Gather and copy every line below that contains the string "holster". Case counts.
== Available data
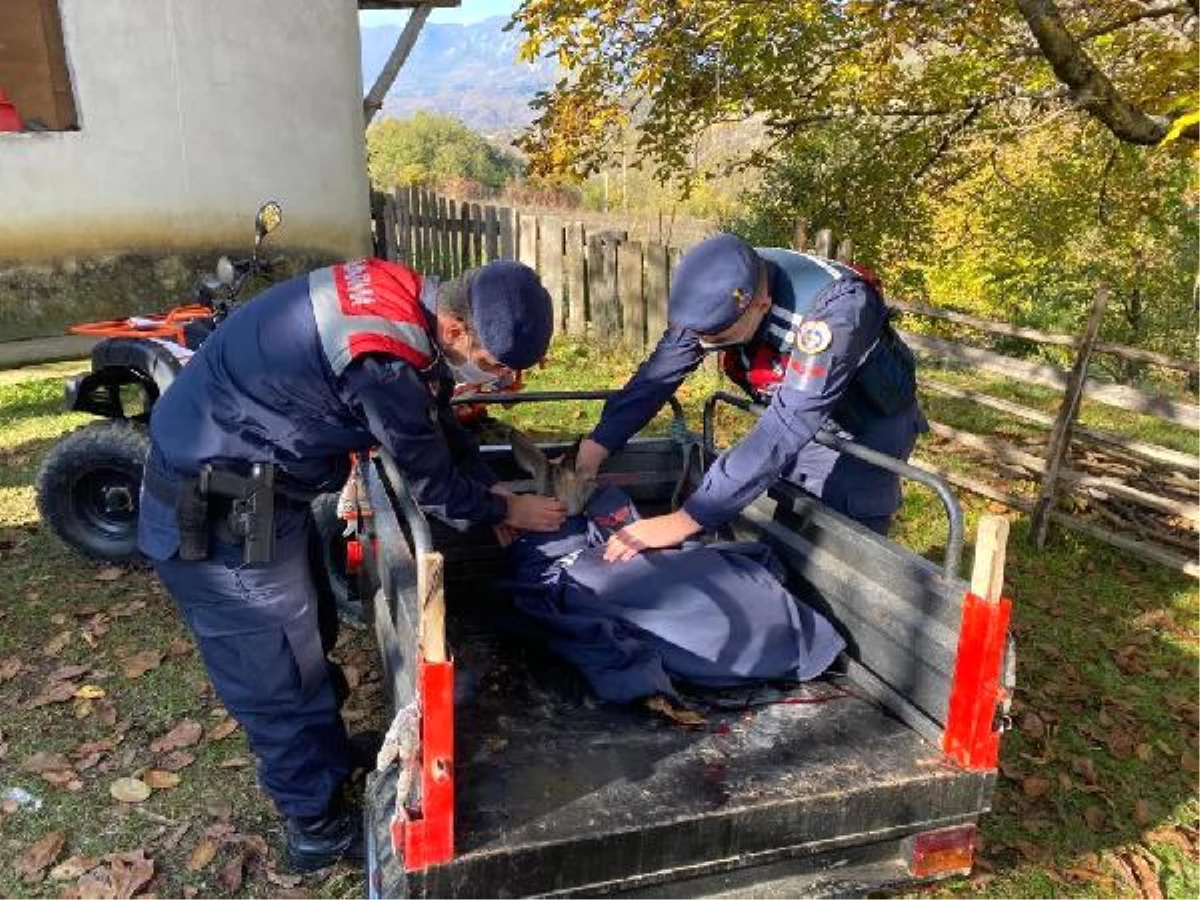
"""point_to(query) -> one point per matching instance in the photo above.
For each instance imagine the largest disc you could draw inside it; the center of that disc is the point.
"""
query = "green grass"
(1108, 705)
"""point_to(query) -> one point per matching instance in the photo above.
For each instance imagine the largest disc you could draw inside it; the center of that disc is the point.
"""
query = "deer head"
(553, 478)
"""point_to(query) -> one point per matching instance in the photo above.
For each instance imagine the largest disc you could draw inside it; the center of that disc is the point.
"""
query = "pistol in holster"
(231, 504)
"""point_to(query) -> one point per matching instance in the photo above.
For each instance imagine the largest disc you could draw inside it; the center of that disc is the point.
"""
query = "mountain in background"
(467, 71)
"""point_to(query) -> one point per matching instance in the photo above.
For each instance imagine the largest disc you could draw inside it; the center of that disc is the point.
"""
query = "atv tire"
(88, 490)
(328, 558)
====
== Available data
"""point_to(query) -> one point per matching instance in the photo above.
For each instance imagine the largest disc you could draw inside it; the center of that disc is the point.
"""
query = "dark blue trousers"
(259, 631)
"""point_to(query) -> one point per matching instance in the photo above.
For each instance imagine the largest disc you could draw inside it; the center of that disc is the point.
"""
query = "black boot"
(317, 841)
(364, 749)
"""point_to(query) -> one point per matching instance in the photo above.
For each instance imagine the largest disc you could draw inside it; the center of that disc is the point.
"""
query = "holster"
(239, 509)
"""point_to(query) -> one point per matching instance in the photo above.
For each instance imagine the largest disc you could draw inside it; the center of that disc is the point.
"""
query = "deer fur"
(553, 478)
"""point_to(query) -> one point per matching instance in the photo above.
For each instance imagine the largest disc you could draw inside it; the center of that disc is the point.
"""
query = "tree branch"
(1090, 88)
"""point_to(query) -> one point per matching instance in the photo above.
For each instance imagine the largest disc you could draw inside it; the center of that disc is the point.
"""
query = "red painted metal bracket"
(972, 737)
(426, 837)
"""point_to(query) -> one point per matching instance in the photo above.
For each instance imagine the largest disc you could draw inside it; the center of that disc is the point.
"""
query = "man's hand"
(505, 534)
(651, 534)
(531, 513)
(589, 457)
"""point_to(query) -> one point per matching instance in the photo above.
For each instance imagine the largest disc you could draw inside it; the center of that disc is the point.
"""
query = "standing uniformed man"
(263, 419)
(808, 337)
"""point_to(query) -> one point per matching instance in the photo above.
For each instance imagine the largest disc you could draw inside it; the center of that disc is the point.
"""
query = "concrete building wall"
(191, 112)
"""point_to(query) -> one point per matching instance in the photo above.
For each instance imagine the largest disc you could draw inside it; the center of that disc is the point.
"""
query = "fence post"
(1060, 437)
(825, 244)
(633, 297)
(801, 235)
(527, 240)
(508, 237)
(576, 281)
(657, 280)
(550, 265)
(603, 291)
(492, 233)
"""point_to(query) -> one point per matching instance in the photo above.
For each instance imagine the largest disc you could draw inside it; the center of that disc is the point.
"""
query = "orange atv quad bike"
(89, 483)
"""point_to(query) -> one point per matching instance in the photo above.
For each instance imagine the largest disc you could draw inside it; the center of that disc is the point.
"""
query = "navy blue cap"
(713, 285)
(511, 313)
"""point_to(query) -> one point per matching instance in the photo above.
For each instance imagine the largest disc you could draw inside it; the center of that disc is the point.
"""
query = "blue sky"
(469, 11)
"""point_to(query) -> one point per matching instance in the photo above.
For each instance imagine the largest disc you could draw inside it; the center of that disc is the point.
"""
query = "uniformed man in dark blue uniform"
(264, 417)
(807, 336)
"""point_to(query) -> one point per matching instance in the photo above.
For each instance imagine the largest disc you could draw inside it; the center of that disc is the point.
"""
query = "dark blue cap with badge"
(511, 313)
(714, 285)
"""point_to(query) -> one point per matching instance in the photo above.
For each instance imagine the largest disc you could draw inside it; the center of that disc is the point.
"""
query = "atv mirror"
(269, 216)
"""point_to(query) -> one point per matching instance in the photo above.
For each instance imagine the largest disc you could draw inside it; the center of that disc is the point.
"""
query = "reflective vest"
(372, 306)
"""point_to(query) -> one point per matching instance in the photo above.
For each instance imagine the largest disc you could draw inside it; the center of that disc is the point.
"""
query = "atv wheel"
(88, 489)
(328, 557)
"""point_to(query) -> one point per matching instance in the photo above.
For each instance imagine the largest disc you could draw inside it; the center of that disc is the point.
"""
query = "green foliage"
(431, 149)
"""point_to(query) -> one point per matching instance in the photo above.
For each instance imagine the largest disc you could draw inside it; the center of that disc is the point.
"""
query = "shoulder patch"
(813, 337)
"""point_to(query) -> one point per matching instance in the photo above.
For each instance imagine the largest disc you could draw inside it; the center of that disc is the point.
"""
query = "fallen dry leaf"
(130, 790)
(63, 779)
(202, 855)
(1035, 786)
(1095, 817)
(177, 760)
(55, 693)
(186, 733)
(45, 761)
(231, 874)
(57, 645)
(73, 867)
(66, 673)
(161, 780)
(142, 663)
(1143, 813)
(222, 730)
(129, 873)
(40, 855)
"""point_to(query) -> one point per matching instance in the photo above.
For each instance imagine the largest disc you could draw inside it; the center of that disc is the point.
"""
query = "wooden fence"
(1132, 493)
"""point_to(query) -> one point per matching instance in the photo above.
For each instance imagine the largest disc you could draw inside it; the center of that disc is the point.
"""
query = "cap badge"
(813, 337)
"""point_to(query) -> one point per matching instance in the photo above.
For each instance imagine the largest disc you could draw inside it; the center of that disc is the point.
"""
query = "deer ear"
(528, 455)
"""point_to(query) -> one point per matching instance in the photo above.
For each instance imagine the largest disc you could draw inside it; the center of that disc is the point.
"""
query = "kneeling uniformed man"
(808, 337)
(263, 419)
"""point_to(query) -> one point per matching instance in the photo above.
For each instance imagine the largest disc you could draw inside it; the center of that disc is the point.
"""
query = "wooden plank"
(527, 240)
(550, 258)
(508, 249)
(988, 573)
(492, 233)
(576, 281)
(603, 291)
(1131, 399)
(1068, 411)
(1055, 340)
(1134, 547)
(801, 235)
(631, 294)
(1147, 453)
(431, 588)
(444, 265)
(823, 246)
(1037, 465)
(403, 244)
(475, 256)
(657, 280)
====
# Correct response
query = "pistol in holster"
query = "holster"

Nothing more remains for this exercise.